• _JOBS_:
a. Answer these questions about the VoIP email thread:
(i) Which company manufactured the new phone system?
(ii) What link did Mark send Jehanzeb?
(iii) What ties the phone system to the outside world?
b. Continue the VoIP email thread from its last sentence.

• _SUPPLIED PASSAGE_:
Wireshark-users: Re: [Wireshark-users] Huge VoIP Problem :(
From: Mark Jeffers <mantramark@xxxxxxxxx>
Date: Fri, 19 Jun 2009 09:03:29 -0400
Hi all,
 
Thanks so much for all the ideas.  I'm going to try some of your suggestions this morning and report back later.
 
Jehanzeb, here's the link: http://www.linuxjournal.com/article/9398

Cheers all,
mj
 
On Fri, Jun 19, 2009 at 12:23 AM, Jehanzeb Khan <jehanzeb.khan@xxxxxxxxx> wrote:
Hi Mark
 I am afraid i cant be much help but would it be possible for you to share the troubleshooting article you mentioned?
 
So I'm relatively new to both VoIP and hardcore packet analysis, but I found an excellent article on troubleshooting VoIP using wireshark and followed instructions.
 
Regards
Jehanzeb


From: Mark Jeffers <mantramark@xxxxxxxxx> Sent: Wednesday, June 17, 2009 10:31:32 PM

Subject: [Wireshark-users] Huge VoIP Problem :(

We've been having a terrible time with a new VoIP system on our network.
The phone system is manufactured by Allworx - it is tied to the outside world with a standard PRI, so the only IP portion of calls takes place between our LAN phone server and the IP extensions.
 
Several of the extensions are having packet loss problems resulting in echoes, "static", dropped audio, etc.  The problems are intermittent and jump around to different phones on the network.

• _ENTRIES_:
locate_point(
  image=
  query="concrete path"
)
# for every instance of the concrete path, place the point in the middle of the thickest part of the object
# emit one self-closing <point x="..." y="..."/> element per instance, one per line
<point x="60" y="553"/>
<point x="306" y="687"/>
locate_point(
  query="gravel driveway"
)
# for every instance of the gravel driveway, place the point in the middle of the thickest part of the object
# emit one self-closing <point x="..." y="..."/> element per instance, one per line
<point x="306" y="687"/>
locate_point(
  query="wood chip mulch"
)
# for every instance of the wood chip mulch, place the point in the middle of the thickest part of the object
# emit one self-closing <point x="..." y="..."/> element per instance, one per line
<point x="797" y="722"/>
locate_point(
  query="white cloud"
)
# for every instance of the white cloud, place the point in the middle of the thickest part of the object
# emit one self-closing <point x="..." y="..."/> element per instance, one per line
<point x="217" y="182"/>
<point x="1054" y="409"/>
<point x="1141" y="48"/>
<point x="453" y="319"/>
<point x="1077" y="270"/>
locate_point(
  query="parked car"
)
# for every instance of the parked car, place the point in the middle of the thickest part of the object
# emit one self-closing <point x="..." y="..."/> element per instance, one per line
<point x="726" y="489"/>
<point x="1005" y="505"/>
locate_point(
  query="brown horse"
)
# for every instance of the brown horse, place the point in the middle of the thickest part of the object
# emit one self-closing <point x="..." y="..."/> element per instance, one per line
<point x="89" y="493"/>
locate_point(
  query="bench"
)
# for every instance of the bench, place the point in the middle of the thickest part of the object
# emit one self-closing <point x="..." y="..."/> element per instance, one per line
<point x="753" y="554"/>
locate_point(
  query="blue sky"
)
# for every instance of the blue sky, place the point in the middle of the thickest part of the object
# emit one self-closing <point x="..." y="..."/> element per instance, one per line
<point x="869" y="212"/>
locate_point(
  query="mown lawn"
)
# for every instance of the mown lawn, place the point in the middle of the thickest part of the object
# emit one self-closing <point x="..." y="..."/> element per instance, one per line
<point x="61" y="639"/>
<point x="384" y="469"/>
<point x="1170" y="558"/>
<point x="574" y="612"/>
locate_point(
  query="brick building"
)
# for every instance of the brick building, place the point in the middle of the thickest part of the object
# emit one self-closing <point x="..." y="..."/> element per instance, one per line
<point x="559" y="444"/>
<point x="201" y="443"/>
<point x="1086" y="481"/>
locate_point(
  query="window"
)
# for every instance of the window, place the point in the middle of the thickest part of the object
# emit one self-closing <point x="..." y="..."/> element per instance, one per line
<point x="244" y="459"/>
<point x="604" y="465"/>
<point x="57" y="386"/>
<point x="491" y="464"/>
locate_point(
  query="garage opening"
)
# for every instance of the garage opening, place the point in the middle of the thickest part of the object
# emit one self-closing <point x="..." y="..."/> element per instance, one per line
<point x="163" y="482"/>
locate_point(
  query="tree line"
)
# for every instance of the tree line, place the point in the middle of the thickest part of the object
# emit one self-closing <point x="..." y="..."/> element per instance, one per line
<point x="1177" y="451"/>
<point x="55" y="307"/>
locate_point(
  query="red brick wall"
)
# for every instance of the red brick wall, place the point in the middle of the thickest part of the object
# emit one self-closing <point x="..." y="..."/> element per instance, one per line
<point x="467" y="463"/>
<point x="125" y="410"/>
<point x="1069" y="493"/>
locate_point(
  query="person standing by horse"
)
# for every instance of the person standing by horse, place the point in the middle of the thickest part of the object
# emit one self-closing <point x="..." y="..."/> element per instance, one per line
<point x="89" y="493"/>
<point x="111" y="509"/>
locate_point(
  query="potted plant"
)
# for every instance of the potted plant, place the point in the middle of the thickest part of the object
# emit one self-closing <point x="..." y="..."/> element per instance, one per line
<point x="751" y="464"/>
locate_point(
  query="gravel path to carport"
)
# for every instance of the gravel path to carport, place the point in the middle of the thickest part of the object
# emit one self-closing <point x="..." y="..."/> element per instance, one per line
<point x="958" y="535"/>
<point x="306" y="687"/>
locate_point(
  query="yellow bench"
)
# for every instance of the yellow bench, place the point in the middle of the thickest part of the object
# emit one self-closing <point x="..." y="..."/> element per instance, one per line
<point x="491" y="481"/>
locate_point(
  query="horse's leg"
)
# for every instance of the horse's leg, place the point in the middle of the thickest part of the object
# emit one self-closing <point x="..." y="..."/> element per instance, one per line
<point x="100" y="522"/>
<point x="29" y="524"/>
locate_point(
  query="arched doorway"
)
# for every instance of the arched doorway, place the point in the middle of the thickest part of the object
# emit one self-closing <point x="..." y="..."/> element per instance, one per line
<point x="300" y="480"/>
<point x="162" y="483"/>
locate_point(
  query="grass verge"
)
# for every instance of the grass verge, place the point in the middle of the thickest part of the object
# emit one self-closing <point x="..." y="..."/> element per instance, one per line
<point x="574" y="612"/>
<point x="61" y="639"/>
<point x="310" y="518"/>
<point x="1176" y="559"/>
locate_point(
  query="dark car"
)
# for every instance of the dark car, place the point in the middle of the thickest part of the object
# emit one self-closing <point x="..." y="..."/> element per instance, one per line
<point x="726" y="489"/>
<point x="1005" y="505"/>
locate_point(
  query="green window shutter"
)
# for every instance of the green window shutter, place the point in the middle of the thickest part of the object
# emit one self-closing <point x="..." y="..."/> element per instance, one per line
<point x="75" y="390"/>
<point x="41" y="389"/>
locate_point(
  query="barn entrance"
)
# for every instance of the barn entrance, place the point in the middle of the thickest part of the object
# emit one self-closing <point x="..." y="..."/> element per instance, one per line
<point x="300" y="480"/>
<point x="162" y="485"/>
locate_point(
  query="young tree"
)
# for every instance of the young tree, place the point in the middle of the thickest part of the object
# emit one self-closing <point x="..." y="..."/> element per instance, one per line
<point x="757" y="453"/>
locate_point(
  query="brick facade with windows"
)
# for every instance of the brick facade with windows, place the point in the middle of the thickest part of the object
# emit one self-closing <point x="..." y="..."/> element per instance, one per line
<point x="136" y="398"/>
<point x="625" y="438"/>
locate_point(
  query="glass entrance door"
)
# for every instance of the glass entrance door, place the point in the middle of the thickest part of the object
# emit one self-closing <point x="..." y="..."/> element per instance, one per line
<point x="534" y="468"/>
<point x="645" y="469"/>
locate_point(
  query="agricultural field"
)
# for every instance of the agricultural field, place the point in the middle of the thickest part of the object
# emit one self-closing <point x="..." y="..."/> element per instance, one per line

• _TASK-BY-TASK ANSWERS_:
a.
(i) Allworx
(ii) http://www.linuxjournal.com/article/9398
(iii) A standard PRI

b.
 
The switches we are using are Dell 3548P PowerConnects.   I've configure the network to use two VLANs - one for phone, one for everything else - and used VLAN tagging and CoS to prioritize VoIP traffic.   I've actually combed through the configs with a Dell engineer, and we're good there.
 
So I'm relatively new to both VoIP and hardcore packet analysis, but I found an excellent article on troubleshooting VoIP using wireshark and followed instructions.
 
I mirrored one of the Trunk ports on the switch to my laptop, configured Wireshark to filter out all but UDP packets and let it run for about an hour. 
The results are horrible... I've attached screenshot images so you guys might be able to help me figure this out.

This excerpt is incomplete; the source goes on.